◆ Job: Please pull out every line in the items below that contains the word "cluster".

◆ Provided data:

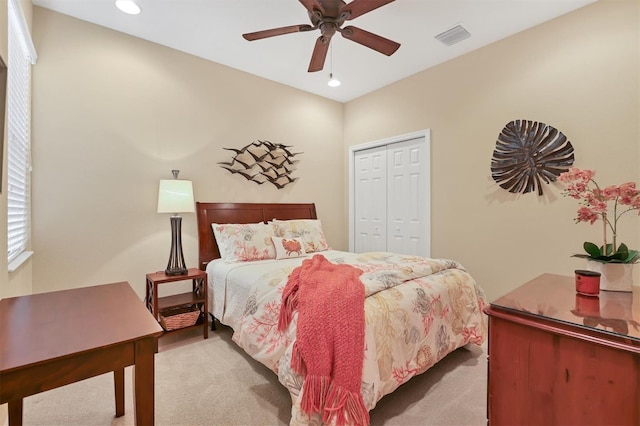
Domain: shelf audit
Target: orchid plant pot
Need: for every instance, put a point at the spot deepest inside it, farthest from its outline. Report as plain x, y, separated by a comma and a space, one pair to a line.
613, 276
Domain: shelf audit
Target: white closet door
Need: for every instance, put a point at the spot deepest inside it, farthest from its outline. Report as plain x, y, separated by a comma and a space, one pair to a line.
370, 199
408, 197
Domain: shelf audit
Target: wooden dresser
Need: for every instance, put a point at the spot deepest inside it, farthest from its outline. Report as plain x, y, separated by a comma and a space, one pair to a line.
560, 358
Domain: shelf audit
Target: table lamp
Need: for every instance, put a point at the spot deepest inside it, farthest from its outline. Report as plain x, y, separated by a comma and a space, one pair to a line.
176, 196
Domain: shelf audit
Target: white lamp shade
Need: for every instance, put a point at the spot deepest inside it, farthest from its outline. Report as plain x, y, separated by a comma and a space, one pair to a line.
175, 196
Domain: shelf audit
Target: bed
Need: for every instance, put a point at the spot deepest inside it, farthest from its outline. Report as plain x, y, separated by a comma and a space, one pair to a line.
411, 311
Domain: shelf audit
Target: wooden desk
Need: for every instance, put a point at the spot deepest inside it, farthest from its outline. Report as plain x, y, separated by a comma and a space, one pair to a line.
560, 358
53, 339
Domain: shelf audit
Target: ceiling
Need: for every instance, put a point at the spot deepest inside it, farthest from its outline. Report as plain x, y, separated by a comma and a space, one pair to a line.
212, 29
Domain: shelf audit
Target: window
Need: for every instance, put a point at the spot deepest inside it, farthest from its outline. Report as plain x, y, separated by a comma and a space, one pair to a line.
21, 57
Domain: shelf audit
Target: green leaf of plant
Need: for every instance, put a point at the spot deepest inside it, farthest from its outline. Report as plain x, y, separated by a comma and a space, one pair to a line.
592, 249
608, 250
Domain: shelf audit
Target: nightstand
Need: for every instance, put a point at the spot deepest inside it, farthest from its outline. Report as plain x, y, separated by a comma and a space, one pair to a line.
179, 311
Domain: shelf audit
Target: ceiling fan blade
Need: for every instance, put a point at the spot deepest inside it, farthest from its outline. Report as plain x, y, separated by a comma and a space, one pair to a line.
277, 31
319, 54
360, 7
312, 5
370, 40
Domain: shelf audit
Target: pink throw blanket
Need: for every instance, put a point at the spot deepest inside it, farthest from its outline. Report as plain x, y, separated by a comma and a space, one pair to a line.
329, 346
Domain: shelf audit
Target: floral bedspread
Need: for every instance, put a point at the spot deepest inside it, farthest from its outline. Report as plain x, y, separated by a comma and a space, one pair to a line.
417, 310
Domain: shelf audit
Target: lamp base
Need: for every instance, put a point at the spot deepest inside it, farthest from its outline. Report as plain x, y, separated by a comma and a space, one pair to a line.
176, 264
171, 272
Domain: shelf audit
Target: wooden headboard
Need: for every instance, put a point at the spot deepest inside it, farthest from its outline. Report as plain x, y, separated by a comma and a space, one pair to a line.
208, 213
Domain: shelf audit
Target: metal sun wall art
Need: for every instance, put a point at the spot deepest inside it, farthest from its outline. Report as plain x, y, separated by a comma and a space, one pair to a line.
263, 161
528, 153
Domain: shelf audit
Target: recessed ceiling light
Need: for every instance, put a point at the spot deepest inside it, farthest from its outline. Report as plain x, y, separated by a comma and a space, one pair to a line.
333, 82
128, 6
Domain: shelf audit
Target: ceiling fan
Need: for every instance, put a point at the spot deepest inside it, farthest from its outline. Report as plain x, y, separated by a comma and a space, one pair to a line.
328, 16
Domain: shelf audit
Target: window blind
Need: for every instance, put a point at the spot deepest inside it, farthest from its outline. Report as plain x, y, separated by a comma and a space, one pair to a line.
21, 57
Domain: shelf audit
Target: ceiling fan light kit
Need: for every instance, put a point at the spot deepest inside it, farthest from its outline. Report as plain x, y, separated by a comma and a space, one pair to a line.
328, 16
128, 6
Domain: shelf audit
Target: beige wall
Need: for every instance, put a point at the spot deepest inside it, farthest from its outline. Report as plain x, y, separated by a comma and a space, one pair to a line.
113, 114
578, 73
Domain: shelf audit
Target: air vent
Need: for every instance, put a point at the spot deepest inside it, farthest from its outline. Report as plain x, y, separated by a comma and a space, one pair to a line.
453, 35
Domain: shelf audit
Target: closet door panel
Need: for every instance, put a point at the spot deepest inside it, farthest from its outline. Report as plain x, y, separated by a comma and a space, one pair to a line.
407, 189
371, 200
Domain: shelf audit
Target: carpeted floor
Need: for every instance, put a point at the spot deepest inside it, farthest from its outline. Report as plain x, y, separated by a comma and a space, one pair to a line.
213, 382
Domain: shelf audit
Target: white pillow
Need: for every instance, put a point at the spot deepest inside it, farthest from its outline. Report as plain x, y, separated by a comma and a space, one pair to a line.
308, 230
242, 242
288, 247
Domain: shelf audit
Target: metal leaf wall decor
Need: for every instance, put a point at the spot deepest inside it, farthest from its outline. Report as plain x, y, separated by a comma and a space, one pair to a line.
528, 153
263, 161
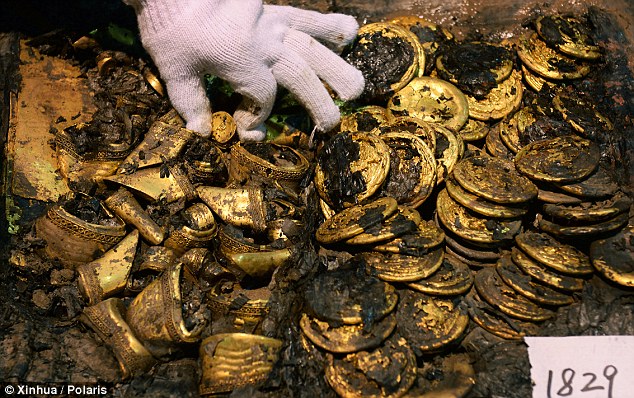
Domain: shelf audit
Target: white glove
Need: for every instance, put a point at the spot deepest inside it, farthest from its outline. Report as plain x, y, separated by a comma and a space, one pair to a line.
252, 47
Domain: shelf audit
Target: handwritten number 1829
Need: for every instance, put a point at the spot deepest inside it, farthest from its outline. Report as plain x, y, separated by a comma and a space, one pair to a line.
568, 379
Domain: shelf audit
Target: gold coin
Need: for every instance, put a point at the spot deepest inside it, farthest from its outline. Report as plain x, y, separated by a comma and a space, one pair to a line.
502, 100
522, 283
501, 296
562, 159
355, 220
432, 100
355, 375
345, 339
568, 35
405, 220
613, 257
427, 237
451, 279
546, 62
430, 324
412, 176
494, 179
482, 206
350, 168
474, 229
543, 274
554, 254
394, 267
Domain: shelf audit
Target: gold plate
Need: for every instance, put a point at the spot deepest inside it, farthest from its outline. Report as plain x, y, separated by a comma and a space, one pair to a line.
474, 229
355, 220
495, 180
482, 206
401, 222
346, 339
562, 159
546, 62
501, 296
430, 324
451, 279
412, 175
355, 375
556, 255
502, 100
394, 267
543, 274
534, 291
351, 168
432, 100
568, 35
613, 257
427, 237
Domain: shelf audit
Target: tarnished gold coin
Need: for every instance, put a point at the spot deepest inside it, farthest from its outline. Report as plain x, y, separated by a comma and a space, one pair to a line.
420, 242
430, 324
502, 100
473, 130
546, 62
405, 220
394, 267
562, 159
494, 179
364, 119
355, 375
432, 100
599, 184
480, 205
352, 296
543, 274
496, 322
568, 35
554, 254
523, 284
344, 339
350, 168
582, 231
451, 279
613, 257
412, 176
501, 296
355, 220
588, 212
474, 229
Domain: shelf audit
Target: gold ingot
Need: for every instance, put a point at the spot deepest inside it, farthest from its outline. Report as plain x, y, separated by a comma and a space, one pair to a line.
156, 314
108, 275
432, 100
74, 241
162, 142
240, 207
125, 205
233, 360
106, 319
155, 183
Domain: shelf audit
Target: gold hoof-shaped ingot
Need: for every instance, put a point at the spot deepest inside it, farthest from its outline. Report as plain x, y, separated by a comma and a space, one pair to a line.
106, 319
107, 275
162, 141
74, 241
201, 230
156, 314
125, 205
154, 183
233, 360
241, 207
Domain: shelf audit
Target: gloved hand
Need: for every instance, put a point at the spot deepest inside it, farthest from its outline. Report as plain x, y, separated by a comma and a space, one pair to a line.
253, 47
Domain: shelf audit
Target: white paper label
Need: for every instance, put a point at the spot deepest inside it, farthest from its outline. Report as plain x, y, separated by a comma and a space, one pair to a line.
582, 366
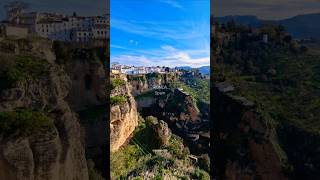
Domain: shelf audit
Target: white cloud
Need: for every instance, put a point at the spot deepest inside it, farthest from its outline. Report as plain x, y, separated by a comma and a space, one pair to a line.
173, 3
185, 31
165, 56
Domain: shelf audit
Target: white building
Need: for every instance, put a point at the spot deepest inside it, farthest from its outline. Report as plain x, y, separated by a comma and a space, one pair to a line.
64, 28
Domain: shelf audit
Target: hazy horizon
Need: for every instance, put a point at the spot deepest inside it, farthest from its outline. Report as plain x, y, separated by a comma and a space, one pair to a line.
160, 32
81, 7
266, 10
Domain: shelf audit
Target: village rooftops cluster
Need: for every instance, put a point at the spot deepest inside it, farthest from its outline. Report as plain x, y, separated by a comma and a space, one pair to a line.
55, 26
134, 70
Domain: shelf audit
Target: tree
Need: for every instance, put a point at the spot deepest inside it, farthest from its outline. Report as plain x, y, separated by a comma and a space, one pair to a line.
14, 9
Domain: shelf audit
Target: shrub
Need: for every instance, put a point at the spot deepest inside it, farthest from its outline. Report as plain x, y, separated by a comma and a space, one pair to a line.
151, 121
204, 162
21, 68
118, 100
115, 83
24, 122
200, 174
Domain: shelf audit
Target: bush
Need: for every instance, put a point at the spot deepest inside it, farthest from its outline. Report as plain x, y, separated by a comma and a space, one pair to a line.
19, 69
204, 162
24, 122
115, 83
200, 174
118, 100
151, 121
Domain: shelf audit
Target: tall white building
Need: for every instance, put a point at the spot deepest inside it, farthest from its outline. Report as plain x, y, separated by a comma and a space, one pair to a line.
65, 28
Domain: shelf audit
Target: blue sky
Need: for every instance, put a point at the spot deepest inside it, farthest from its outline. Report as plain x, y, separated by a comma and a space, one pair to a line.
82, 7
160, 32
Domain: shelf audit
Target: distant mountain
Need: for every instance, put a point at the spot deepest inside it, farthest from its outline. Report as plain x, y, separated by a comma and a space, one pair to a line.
187, 68
301, 26
205, 70
252, 21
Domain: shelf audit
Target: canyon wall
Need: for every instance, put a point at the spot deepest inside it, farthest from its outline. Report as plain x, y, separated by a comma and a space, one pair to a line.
56, 152
123, 117
243, 139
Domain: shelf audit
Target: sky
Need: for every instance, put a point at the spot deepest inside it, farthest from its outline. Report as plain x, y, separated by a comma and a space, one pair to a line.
265, 9
82, 7
160, 32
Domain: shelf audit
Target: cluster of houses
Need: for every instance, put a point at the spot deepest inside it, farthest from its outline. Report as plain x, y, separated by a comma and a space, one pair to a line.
135, 70
55, 26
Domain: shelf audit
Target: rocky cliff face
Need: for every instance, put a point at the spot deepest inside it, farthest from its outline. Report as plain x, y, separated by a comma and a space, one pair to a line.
88, 80
144, 83
123, 117
243, 140
56, 153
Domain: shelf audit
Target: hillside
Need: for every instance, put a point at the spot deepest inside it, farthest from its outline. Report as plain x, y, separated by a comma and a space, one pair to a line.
159, 144
41, 133
300, 26
281, 77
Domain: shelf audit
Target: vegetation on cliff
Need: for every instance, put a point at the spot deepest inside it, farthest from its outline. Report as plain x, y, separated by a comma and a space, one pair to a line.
117, 100
16, 68
24, 122
282, 78
137, 158
116, 83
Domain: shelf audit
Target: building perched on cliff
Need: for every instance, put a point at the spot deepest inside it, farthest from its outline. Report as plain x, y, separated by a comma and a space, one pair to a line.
62, 27
133, 70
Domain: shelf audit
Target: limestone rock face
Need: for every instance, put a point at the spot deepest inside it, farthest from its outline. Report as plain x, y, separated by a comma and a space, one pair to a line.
162, 132
123, 118
237, 121
88, 82
55, 154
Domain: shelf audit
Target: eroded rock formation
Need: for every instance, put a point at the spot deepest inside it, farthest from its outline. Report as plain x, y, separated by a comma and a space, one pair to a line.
243, 139
56, 153
123, 117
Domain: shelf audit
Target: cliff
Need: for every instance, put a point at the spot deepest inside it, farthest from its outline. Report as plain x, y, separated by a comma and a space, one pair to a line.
243, 140
51, 149
123, 115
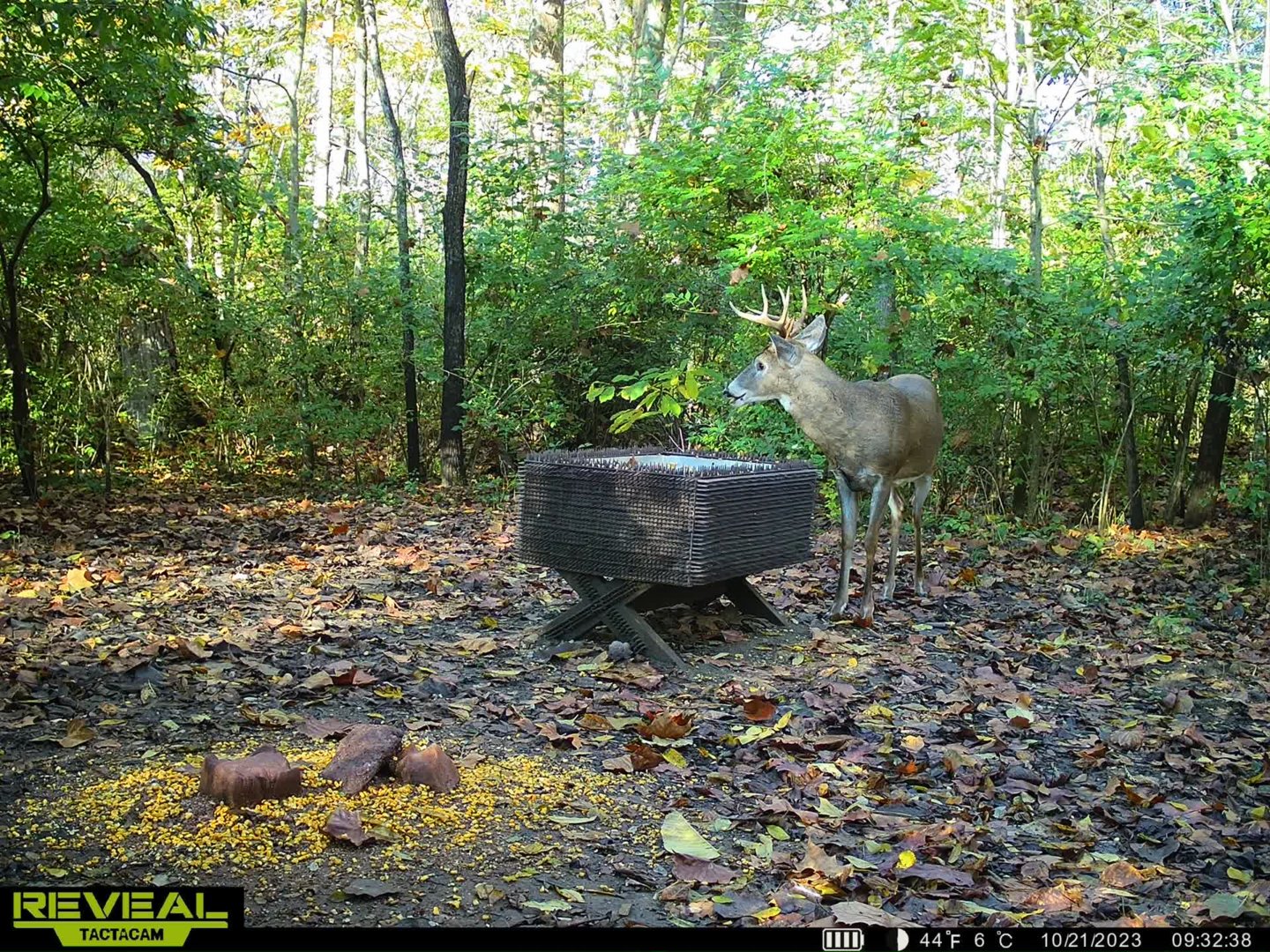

◆ Solution to the exercise:
Target: village rooftops cluster
Target: cluster of houses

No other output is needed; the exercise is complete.